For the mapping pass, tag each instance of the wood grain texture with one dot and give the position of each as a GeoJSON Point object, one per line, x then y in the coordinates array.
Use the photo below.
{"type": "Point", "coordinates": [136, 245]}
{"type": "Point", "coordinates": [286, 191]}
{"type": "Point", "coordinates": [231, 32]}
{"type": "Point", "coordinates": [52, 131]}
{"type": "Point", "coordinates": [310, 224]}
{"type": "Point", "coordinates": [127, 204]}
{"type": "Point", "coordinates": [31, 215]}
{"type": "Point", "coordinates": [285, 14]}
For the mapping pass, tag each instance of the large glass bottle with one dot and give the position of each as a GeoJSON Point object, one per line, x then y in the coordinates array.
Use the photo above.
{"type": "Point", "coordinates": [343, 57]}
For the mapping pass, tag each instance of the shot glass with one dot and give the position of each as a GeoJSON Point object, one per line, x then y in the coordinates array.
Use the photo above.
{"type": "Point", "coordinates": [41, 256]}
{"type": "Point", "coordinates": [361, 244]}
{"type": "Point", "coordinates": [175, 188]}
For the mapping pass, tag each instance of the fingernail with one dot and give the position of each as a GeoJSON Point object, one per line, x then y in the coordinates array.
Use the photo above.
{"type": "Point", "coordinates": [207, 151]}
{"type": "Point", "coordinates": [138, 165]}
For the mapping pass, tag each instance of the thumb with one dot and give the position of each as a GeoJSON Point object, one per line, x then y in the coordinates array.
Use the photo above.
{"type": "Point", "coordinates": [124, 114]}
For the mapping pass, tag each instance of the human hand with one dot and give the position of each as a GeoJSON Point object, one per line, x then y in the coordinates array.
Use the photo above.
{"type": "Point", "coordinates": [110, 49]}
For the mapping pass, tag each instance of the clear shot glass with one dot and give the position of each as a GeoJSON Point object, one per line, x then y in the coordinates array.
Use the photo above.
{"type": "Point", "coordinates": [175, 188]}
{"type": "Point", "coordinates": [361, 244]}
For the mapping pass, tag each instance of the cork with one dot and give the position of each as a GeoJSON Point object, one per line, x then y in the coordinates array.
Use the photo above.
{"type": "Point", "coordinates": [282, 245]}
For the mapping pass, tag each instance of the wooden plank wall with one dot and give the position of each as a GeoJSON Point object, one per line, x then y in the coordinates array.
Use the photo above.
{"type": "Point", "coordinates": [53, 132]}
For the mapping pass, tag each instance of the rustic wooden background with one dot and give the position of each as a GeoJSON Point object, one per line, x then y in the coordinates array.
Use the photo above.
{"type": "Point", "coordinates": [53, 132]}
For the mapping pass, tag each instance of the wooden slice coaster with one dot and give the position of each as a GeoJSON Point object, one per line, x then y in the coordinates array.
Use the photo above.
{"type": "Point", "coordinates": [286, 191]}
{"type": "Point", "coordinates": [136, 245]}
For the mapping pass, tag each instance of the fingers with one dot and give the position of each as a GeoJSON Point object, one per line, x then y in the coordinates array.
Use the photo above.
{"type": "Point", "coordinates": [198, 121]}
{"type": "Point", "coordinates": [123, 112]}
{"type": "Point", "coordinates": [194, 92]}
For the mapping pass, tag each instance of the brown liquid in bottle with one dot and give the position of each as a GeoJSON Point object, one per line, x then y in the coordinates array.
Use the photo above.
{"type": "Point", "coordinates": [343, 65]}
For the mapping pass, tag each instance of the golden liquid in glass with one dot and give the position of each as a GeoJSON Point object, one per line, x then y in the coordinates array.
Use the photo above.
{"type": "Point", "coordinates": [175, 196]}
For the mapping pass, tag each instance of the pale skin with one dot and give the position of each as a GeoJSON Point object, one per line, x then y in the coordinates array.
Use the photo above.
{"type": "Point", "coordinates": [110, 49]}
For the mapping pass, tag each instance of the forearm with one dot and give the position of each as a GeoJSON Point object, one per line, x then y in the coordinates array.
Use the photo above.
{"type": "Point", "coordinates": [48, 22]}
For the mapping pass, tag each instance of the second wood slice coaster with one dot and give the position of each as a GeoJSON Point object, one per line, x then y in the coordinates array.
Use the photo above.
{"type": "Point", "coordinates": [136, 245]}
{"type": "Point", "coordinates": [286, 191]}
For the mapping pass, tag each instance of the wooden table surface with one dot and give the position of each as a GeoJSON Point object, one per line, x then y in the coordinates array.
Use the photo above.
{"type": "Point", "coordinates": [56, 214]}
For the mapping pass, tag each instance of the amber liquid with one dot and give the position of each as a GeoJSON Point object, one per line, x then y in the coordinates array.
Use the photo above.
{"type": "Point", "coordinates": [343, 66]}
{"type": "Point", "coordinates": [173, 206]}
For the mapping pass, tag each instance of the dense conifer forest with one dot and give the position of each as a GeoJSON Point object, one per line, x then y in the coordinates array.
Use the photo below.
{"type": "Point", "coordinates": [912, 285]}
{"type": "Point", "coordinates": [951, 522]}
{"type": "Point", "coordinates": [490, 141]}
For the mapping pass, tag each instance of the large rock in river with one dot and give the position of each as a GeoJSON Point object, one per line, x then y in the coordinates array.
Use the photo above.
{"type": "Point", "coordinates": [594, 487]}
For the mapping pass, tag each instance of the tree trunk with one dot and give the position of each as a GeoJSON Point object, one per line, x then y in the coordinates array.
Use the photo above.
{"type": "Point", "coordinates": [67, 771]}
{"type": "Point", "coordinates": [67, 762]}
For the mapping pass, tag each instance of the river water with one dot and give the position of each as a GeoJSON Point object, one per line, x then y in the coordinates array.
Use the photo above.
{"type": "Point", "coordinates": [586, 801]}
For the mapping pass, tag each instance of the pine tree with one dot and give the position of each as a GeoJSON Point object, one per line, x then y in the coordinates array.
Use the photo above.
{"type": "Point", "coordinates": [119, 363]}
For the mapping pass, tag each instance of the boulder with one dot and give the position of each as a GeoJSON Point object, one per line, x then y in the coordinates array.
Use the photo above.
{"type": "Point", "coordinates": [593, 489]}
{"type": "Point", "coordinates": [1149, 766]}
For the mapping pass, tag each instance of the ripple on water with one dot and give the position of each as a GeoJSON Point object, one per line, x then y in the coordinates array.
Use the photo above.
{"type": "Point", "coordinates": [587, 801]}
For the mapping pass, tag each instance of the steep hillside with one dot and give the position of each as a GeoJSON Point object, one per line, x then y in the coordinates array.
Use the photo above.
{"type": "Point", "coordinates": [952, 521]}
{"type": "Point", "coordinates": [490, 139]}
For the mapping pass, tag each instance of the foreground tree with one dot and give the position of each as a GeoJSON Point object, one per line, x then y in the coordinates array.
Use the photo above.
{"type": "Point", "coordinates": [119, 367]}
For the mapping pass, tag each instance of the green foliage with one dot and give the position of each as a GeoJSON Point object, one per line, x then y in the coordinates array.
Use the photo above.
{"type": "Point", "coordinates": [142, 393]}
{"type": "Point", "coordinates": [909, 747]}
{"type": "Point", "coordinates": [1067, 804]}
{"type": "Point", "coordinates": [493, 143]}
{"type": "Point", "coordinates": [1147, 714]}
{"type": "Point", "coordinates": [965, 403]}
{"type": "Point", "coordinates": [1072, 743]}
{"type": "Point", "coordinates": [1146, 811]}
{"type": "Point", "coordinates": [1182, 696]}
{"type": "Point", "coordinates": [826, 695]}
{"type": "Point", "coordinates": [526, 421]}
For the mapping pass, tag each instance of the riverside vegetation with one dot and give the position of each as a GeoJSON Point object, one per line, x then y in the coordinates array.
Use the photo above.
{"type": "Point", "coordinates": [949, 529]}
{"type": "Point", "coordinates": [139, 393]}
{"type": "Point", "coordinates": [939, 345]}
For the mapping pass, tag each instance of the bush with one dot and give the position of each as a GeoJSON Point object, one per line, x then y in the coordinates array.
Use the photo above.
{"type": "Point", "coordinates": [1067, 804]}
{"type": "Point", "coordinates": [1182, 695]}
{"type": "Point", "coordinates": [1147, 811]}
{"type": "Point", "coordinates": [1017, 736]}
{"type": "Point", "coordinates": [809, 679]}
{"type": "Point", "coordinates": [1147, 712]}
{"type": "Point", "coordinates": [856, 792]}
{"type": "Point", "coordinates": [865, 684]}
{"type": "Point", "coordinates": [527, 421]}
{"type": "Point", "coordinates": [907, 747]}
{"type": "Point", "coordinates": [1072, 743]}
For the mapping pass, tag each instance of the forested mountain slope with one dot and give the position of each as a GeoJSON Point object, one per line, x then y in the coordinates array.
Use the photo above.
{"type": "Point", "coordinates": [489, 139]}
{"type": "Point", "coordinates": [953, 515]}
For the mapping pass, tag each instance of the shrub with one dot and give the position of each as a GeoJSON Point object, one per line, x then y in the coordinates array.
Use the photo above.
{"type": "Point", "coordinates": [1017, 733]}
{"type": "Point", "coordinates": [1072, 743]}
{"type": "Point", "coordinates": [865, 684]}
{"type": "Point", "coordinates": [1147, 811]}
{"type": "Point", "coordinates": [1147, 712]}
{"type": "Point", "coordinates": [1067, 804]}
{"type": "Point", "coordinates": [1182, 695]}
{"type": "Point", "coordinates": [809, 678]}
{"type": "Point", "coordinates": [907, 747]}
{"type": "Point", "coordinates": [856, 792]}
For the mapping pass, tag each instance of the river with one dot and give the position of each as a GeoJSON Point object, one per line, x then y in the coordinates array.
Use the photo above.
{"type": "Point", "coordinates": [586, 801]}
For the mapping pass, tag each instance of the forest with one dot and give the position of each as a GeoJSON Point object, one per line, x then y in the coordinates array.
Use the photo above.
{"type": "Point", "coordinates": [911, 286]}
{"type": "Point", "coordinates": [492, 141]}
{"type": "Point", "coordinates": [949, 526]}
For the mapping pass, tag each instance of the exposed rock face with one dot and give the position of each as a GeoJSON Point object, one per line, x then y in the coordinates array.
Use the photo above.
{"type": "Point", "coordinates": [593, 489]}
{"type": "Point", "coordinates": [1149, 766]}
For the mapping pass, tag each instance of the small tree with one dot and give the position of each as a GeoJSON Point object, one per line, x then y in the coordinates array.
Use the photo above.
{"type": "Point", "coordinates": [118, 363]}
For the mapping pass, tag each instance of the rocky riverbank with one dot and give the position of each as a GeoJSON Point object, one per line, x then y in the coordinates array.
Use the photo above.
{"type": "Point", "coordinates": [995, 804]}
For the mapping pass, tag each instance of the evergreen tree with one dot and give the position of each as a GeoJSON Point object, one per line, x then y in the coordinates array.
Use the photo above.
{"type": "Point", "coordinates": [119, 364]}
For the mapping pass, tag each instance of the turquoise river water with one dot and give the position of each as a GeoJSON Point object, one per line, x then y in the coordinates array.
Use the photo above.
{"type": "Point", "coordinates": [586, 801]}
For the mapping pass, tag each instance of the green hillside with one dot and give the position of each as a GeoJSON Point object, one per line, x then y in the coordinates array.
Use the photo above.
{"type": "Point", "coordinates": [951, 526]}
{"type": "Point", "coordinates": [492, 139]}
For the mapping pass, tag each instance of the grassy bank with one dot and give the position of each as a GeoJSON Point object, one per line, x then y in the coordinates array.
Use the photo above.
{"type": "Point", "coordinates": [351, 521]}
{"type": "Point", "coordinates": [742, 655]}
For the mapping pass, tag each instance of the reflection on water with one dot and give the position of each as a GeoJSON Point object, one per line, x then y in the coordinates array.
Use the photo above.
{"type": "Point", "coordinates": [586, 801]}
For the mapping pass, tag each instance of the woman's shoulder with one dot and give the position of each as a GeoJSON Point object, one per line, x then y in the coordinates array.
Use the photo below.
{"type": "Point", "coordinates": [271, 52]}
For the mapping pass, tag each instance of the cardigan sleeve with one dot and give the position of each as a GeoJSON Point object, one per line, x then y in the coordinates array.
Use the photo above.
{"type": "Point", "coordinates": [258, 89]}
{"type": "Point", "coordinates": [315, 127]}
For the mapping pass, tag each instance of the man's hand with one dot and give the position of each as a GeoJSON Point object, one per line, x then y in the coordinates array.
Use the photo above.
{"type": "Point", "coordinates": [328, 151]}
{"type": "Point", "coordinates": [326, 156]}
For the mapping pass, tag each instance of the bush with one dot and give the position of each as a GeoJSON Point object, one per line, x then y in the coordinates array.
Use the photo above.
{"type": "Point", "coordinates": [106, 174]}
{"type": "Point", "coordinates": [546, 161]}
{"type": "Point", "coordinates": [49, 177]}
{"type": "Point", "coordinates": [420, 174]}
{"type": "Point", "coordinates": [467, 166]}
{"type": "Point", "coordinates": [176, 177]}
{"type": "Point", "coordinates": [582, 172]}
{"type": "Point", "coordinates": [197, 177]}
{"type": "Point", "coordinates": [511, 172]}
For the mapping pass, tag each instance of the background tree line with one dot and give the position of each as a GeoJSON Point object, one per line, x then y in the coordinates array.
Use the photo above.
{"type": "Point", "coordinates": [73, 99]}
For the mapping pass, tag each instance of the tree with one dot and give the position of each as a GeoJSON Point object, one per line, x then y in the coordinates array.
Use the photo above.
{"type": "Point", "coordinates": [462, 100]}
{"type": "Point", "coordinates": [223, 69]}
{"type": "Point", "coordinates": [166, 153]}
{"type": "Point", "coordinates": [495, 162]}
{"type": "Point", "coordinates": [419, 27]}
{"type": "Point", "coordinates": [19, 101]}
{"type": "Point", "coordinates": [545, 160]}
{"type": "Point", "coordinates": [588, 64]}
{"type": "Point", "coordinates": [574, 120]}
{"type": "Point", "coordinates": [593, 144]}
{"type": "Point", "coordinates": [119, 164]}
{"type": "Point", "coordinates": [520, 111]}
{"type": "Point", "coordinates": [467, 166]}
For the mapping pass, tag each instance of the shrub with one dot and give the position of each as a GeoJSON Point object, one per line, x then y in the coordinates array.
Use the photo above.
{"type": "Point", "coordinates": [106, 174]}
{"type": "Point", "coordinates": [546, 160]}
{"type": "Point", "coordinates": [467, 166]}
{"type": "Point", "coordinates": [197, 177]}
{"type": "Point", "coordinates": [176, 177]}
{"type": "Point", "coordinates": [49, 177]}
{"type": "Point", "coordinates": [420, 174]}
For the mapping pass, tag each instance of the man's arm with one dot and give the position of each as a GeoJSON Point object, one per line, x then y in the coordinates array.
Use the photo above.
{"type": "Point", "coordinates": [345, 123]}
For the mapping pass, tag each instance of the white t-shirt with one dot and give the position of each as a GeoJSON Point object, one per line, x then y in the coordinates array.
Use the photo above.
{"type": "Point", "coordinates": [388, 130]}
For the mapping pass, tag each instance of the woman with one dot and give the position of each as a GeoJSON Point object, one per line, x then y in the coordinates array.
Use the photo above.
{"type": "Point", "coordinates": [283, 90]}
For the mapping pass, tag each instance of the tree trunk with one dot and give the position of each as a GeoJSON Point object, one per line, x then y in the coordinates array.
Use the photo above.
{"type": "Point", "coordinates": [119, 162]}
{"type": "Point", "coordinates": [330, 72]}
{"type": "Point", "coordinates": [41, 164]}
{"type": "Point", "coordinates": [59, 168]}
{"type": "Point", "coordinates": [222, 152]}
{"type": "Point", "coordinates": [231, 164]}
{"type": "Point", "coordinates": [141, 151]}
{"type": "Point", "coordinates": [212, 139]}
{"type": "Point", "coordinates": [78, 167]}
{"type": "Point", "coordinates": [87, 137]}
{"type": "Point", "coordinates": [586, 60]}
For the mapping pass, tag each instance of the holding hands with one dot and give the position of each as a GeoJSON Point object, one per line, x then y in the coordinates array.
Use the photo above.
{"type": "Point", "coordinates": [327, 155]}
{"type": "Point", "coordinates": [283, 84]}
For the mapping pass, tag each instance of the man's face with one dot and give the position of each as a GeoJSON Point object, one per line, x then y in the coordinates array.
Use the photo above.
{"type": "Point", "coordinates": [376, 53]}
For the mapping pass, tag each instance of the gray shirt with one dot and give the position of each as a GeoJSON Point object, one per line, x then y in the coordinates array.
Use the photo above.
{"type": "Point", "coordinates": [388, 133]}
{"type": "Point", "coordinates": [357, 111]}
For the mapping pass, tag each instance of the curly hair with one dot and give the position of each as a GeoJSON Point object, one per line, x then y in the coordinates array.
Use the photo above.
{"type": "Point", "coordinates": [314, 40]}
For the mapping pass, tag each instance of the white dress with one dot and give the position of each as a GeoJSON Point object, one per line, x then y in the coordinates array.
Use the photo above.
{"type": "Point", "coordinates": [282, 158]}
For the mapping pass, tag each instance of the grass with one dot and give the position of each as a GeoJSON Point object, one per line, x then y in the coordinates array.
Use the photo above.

════════════════════

* **Written exercise**: Transcribe, word for word, every line from the one containing "For the mapping pass, tag each instance of the white dress" through the final line of the entries, and nothing else.

* **Final answer**:
For the mapping pass, tag each instance of the white dress with one dot and give the position of each as a GeoJSON Point object, one per line, x then y in the coordinates array.
Use the photo above.
{"type": "Point", "coordinates": [282, 158]}
For the mapping pass, tag each instance of the grass with one dot and give the position of each as a GeoJSON Point object, one per line, x then y in the coordinates array.
Use the photo above.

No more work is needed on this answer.